## Gegeven tekst:
_ _ _ _ _

De leden van de ChristenUnie-fractie vragen een nadere analyse waarbij wordt stilgestaan bij de financiële gevolgen voor woningcorporaties van het voorliggende wetsvoorstel, met daarbij een vergelijking tussen het voorliggende wetsvoorstel en het alternatief van de bovengenoemde huursombenadering. Krijgen woningcorporaties met het voorliggende wetsvoorstel wel voldoende ruimte voor een financieel gezond toekomstperspectief, mede in het licht van de andere kabinetsvoorstellen die woningcorporaties raken? Deze leden vragen daarbij concreet om een financieel overzicht van de verhouding tussen de totale mogelijke extra huurverhoging en de verhoging van de verhuurdersheffing. Deze leden willen weten of het zo is dat de extra huurverhoging per saldo meer oplevert dan de verhuurdersheffing de woningcorporaties kost. Deze leden zijn namelijk van mening dat de extra huurverhoging de woningcorporaties ook ruimte moet bieden om meer te investeren in nieuwe woningen en verbetering en verduurzaming van bestaande woningen. Kan de regering aangeven welke extra investeringsruimte verhuurders na de heffing overhouden van de extra huurverhoging om de doorstroming te bevorderen?

_ _ _ _ _

## Ruwe gegevens:
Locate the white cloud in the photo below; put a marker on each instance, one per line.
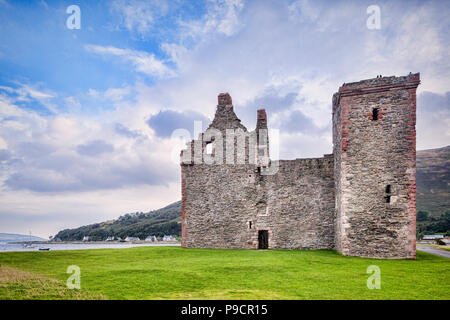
(143, 62)
(139, 16)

_ _ _ _ _

## Opdracht:
Schrijf het vervolg van de tekst over woningcorporaties, te beginnen na de laatste zin ervan. De regels hierboven vormen apart materiaal en horen niet bij de tekst over woningcorporaties.

## Uitwerking:
4. Uitvoering

De leden van de VVD-fractie merken op dat de 1% extra huurverhoging voortvloeit uit het Begrotingsakkoord 2013 c.q. Lenteakkoord (april 2012). Daarin is vermeld dat er extra waarborgen zijn ingebouwd ten behoeve van de privacybescherming van de inkomensgegevens die verhuurders nodig hebben voor het bepalen van een mogelijke extra huurverhoging. De leden van de VVD-fractie vragen zich af in hoeverre deze in het voorliggende wetsvoorstel zijn verwerkt.

Tijdens de plenaire behandeling van het wetsvoorstel (met Kamerstuk 33 129) inzake de 5% huurverhoging boven inflatie (april 2012) heeft de woordvoerder van de VVD-fractie aandacht gevraagd voor het feit dat bij 15% van de huurders het inkomen niet te achterhalen is, wat tot gevolg heeft dat die huurders niet te maken krijgen met een eventuele extra huurverhoging. De leden van de VVD-fractie vragen hier opnieuw aandacht voor. Hoe kan worden voorkomen dat de groep huurders waarvan de inkomensgegevens niet beschikbaar zijn, onder de huurverhoging uitkomen, zowel deze verhoging als de 5% huurverhoging boven inflatie? Tijdens de plenaire behandeling van bovengenoemd wetsvoorstel in april 2012 maakte de minister melding van een evaluatie die later dit jaar zou plaatsvinden, en waarbij dit punt zou worden betrokken. Hoe staat het met die toegezegde evaluatie? Vindt die evaluatie dit jaar nog plaats? Gaarne krijgen de leden van de VVD-fractie een reactie van de regering.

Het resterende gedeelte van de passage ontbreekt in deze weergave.